What is being asked >>
Your answer must be every line of the data below that holds the string "grass", copied exactly.

START Records shown

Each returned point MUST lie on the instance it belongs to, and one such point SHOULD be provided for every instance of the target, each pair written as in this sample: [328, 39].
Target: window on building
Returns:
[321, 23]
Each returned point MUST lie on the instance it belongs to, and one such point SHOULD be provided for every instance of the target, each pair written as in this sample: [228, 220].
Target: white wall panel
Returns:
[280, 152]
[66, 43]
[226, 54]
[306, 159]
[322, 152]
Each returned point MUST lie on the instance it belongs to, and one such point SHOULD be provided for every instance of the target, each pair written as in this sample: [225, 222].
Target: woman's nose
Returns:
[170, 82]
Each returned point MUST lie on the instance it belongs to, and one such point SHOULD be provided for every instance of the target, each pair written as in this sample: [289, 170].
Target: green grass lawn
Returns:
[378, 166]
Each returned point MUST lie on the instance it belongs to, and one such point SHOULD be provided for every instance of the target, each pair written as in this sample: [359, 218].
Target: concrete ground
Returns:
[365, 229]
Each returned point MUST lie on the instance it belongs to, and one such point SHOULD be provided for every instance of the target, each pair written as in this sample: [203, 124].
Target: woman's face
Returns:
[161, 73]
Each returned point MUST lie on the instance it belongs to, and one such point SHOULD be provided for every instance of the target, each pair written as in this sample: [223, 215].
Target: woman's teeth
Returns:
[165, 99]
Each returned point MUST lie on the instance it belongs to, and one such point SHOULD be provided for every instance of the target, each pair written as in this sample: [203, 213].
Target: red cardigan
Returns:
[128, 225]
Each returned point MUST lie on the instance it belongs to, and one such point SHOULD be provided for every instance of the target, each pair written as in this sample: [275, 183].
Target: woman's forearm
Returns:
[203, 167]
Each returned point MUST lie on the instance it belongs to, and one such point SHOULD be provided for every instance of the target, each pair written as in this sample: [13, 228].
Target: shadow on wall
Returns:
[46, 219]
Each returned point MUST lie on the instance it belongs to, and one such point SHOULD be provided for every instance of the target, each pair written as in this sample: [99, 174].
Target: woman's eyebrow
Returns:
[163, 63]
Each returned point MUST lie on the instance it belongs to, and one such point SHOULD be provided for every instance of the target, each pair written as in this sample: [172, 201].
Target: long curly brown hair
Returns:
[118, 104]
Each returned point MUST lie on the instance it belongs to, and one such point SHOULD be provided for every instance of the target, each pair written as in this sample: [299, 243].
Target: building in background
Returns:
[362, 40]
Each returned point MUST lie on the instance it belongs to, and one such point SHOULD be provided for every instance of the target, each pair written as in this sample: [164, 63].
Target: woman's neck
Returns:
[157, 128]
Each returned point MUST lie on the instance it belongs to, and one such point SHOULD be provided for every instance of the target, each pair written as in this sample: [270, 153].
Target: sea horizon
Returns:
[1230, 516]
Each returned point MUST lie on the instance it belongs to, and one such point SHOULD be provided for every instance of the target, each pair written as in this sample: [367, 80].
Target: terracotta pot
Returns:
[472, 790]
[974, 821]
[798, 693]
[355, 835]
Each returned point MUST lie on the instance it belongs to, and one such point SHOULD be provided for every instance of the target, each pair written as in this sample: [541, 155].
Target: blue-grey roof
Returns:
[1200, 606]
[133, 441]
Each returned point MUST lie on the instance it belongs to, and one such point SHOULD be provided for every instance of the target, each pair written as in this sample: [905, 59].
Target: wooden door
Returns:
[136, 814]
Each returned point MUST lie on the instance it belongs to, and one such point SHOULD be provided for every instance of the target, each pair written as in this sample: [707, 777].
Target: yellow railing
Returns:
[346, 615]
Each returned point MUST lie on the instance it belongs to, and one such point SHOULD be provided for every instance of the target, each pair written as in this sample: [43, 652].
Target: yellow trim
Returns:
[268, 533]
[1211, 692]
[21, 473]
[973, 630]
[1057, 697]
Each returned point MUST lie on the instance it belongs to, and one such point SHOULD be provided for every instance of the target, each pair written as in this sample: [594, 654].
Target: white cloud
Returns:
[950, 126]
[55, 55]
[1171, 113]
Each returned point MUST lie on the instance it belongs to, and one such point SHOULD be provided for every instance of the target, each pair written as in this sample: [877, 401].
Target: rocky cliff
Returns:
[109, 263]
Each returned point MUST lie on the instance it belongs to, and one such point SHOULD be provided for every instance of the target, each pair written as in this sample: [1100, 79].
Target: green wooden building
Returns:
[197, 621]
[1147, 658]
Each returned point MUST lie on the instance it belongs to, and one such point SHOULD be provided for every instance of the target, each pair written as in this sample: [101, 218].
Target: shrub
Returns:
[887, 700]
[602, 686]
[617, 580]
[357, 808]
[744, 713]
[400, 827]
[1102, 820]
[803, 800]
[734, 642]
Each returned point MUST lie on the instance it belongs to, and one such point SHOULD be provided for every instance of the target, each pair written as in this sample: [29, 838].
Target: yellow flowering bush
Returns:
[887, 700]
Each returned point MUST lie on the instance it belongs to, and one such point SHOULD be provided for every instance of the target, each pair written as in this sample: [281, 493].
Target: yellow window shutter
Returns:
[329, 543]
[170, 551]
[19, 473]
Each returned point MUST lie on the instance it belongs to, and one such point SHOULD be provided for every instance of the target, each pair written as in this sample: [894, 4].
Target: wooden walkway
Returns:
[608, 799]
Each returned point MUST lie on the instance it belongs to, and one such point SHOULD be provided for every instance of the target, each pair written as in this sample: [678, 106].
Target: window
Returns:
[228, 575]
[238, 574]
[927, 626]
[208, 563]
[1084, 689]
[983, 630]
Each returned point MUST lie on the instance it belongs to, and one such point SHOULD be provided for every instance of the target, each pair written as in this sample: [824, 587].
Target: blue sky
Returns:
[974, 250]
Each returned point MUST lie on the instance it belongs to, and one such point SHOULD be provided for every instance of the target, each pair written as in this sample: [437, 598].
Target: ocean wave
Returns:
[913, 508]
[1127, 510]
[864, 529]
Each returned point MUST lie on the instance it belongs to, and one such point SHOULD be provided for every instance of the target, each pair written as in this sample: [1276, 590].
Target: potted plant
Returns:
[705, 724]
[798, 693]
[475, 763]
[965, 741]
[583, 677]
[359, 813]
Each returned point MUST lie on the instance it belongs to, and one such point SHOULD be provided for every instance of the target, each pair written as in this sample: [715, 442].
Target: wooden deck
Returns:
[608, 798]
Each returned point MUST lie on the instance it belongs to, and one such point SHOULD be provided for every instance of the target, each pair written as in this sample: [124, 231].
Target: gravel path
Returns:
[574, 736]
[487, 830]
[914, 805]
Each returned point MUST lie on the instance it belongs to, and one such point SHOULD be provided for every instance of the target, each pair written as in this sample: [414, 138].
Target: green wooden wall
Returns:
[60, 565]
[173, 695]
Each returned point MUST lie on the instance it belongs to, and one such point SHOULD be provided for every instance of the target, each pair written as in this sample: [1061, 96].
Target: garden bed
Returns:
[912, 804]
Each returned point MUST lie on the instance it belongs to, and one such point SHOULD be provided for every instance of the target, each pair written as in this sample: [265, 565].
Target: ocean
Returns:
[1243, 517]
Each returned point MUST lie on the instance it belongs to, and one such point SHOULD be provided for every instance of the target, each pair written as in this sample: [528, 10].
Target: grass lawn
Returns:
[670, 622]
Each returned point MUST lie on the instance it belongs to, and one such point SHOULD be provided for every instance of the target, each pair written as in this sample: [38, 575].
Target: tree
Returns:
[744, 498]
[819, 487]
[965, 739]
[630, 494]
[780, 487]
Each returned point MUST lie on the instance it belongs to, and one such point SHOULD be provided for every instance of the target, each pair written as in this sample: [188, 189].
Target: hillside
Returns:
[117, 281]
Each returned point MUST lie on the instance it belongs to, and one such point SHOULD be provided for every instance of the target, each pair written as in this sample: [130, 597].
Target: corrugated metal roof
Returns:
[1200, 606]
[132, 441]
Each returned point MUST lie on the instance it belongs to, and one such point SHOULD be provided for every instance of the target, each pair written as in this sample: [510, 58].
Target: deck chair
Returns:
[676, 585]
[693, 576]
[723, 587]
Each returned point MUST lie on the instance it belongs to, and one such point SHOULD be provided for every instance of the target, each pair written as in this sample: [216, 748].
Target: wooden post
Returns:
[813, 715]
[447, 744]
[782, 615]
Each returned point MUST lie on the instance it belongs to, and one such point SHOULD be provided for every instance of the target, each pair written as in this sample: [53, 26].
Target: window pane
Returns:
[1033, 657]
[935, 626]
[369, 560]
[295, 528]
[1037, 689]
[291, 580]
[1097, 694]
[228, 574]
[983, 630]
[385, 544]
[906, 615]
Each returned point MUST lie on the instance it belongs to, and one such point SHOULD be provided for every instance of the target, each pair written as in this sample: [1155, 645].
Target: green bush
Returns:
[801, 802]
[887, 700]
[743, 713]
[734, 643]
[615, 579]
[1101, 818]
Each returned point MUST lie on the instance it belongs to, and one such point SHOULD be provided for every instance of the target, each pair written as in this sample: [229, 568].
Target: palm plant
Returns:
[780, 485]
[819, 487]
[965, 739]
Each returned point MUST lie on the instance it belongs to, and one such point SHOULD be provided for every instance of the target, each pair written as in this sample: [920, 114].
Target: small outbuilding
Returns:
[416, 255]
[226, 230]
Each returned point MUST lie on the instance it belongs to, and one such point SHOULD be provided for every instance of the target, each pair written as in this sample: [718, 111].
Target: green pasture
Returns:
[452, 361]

END Records shown

Task output >>
Target: green grass lawn
Target: grass lawn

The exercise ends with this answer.